- **Work required**: Starting at the top of the data and ending with the line that contains "positive clicks: (448, 212)", reproduce those lines with "rough mask" swapped for "coarse mask" and nothing else altered.

- **Supplied information**:
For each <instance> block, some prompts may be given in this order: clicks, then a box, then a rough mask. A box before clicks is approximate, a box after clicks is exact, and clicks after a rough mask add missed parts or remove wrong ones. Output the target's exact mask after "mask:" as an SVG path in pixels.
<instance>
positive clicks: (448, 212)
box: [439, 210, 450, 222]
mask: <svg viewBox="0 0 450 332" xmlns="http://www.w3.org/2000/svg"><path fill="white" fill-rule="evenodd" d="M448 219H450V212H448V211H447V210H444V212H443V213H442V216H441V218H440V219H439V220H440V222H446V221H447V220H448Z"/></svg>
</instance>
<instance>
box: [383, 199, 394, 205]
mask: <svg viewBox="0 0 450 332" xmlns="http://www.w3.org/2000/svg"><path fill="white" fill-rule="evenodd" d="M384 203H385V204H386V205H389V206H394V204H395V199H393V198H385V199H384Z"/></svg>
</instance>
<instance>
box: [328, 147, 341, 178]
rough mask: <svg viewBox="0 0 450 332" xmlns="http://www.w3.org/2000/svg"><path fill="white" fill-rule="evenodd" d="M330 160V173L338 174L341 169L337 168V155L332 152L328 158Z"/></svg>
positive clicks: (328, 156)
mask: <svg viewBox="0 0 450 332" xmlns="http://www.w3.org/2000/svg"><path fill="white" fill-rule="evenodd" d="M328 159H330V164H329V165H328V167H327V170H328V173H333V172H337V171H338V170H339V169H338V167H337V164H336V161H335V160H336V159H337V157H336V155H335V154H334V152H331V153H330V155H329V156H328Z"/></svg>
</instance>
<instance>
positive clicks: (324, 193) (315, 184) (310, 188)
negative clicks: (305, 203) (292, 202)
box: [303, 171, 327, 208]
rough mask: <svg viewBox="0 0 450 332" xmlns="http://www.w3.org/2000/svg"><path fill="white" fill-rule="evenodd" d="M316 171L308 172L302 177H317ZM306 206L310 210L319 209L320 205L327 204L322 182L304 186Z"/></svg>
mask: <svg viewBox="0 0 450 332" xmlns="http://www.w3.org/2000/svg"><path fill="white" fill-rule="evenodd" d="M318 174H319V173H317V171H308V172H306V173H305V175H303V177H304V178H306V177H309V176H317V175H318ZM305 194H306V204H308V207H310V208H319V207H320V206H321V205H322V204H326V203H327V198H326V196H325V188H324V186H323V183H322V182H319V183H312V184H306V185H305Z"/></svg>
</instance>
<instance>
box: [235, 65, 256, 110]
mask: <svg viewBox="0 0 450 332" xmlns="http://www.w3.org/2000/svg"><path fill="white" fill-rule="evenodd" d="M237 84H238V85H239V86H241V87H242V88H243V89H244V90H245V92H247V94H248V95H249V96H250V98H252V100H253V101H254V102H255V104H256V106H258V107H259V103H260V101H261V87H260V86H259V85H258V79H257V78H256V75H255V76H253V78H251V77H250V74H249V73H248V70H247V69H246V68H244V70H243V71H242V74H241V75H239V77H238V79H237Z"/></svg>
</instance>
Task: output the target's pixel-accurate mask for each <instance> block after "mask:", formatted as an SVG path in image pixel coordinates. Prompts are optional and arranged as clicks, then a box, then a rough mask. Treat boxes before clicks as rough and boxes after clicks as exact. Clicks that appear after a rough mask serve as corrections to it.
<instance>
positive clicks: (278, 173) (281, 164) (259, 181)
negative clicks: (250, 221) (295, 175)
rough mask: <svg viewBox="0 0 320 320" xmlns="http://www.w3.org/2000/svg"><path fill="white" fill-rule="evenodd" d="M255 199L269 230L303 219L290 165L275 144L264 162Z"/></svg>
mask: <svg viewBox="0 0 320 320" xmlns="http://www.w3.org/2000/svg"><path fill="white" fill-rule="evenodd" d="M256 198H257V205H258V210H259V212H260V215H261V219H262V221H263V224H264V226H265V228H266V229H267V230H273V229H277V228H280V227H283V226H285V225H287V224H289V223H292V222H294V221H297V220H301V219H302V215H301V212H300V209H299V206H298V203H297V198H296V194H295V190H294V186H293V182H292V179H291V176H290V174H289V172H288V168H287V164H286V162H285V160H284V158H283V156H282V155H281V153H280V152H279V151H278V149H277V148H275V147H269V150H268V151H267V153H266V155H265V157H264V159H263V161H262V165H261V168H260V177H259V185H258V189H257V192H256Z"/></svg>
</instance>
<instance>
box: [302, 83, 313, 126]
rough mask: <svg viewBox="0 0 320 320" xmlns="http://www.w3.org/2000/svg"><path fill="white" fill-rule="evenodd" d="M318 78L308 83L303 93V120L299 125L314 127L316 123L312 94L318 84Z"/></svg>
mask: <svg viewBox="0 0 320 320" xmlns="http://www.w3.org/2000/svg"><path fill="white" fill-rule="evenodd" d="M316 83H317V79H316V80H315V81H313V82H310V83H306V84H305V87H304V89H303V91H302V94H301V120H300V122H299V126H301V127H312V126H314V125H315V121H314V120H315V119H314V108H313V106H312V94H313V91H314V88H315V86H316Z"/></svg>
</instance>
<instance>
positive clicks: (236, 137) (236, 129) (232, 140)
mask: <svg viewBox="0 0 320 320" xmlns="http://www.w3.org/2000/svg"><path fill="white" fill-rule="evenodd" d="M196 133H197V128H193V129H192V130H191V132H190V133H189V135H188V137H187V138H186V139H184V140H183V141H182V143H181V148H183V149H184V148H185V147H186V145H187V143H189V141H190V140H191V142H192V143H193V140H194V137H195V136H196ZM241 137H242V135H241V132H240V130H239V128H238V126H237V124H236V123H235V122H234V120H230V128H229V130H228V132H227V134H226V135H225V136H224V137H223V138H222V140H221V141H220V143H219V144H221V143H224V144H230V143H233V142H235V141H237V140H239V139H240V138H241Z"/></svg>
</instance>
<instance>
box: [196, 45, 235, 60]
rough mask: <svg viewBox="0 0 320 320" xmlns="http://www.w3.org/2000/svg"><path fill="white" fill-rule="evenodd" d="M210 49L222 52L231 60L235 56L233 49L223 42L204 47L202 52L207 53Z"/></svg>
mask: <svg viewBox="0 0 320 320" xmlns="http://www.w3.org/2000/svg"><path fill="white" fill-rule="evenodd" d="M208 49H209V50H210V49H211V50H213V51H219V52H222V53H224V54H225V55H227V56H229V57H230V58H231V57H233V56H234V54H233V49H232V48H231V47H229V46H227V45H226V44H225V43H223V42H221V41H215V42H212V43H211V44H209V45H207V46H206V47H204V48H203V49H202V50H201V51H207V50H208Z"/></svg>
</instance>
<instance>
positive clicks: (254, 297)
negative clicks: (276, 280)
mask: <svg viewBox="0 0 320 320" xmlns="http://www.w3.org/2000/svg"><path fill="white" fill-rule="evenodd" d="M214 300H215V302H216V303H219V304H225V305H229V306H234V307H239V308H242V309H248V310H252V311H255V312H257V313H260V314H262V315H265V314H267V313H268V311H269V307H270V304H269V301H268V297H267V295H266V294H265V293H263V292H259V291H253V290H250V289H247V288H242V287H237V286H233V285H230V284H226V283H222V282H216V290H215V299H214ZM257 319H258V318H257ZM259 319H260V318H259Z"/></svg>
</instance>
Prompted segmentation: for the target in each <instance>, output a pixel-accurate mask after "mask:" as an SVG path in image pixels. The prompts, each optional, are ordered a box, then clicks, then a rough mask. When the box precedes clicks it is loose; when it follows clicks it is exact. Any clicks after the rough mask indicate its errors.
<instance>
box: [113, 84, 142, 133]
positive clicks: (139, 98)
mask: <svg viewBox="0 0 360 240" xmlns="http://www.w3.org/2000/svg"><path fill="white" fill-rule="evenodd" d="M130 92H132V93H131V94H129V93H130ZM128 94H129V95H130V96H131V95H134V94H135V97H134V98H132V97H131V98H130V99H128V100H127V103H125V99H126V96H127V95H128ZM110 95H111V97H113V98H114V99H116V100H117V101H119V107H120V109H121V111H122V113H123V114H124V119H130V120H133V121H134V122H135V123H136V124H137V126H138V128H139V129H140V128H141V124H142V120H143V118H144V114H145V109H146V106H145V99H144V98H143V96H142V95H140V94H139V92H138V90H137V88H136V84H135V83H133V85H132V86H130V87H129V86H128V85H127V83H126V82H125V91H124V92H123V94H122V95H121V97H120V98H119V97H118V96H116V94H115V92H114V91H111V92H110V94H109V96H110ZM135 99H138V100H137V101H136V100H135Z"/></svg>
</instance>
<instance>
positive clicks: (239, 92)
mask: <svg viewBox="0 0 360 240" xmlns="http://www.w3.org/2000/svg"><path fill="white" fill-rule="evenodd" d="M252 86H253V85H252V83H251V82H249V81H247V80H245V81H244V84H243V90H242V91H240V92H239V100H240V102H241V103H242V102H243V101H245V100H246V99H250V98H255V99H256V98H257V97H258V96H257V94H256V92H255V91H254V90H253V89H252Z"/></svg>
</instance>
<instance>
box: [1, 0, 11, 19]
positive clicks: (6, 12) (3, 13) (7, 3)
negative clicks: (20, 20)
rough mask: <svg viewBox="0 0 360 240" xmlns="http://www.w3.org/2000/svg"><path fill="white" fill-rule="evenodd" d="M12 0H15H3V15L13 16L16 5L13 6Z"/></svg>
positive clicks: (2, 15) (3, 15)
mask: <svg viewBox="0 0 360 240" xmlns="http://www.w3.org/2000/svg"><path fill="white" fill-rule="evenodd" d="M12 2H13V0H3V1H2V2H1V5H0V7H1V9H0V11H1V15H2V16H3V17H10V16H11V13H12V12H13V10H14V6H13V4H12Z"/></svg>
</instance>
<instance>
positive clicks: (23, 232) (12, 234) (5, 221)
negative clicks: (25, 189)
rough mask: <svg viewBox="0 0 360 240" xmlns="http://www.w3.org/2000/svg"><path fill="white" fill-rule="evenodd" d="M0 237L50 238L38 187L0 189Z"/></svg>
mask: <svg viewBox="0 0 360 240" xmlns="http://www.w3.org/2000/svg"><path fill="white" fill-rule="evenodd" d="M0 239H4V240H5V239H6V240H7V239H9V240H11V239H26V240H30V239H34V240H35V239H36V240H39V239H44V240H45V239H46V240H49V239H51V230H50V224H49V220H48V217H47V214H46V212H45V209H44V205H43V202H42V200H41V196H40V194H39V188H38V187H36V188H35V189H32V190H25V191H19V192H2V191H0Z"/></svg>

- **Answer to this task**:
For each <instance> block, some prompts may be given in this order: clicks, then a box, then a coarse mask. A box before clicks is approximate, a box after clicks is exact, and clicks after a coarse mask add missed parts or remove wrong ones. Output the target's exact mask after "mask:" as an SVG path in pixels.
<instance>
positive clicks: (448, 212)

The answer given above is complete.